• _What the exercise asks_
Reproduce the duct insulation text word for word, in full.
— start of Excerpt —
Ductwork is a series of interconnected corridors distributing air from your HVAC system to different areas of your home. For your ductwork to function as efficiently as possible, it’s important to ensure it’s insulated..
Here we’ll explore the benefits of insulating your ducts, the best materials to use, and offer a step-by-step guide on how to do it yourself.
The Benefits of Insulated Ducts
Why go through the process of insulating your ducts? A well-insulated duct system can make your home more comfortable, energy efficient, and even safer!
Did you know that uninsulated ductwork can reduce your HVAC system’s efficiency by as much as 20%? In climates that experience extreme cold (see: Alberta), heat loss can easily occur in multiple places in the home. A layer of insulation helps prevent lost energy.
Leaky ducts can lose heated air into cooler spaces, costing you hundreds of dollars on your yearly heating and cooling bills. Air can escape through tiny cracks, gaps, and holes you may not even notice.
— end of Excerpt —
— start of Data —
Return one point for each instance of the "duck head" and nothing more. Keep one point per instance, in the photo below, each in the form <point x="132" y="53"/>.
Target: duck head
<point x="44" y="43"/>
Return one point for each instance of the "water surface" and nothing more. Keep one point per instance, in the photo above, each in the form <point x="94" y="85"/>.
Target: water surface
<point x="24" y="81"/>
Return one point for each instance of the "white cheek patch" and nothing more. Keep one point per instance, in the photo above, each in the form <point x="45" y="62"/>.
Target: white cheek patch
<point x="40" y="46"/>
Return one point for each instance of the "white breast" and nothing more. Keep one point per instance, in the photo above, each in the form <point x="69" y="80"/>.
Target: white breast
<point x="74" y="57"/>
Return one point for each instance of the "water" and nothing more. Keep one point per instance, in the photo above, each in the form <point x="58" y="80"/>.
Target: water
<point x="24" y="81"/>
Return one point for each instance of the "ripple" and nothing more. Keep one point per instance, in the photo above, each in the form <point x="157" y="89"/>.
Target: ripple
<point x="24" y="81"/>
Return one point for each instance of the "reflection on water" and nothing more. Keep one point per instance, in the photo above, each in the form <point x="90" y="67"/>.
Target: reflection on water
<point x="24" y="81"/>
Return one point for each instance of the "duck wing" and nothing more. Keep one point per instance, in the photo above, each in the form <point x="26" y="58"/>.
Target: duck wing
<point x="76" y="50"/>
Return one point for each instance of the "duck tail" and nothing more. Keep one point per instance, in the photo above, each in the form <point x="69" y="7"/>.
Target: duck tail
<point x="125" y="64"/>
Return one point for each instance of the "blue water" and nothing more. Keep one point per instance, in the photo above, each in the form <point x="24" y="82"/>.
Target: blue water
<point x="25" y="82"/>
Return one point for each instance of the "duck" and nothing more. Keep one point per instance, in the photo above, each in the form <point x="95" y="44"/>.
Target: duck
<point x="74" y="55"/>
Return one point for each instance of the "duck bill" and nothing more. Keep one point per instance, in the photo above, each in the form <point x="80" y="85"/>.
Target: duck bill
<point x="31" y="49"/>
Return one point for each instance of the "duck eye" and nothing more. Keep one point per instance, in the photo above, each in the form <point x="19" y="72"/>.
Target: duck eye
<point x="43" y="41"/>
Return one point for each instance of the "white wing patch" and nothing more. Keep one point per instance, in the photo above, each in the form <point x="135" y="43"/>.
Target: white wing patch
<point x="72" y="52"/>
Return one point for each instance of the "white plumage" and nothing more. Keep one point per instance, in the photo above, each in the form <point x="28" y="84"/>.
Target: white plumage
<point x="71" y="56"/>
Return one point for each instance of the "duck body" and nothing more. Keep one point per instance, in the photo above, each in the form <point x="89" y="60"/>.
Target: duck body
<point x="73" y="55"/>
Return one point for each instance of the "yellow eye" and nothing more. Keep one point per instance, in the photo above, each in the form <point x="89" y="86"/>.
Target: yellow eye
— end of Data —
• _Exercise output_
Ductwork is a series of interconnected corridors distributing air from your HVAC system to different areas of your home. For your ductwork to function as efficiently as possible, it’s important to ensure it’s insulated..
Here we’ll explore the benefits of insulating your ducts, the best materials to use, and offer a step-by-step guide on how to do it yourself.
The Benefits of Insulated Ducts
Why go through the process of insulating your ducts? A well-insulated duct system can make your home more comfortable, energy efficient, and even safer!
Did you know that uninsulated ductwork can reduce your HVAC system’s efficiency by as much as 20%? In climates that experience extreme cold (see: Alberta), heat loss can easily occur in multiple places in the home. A layer of insulation helps prevent lost energy.
Leaky ducts can lose heated air into cooler spaces, costing you hundreds of dollars on your yearly heating and cooling bills. Air can escape through tiny cracks, gaps, and holes you may not even notice.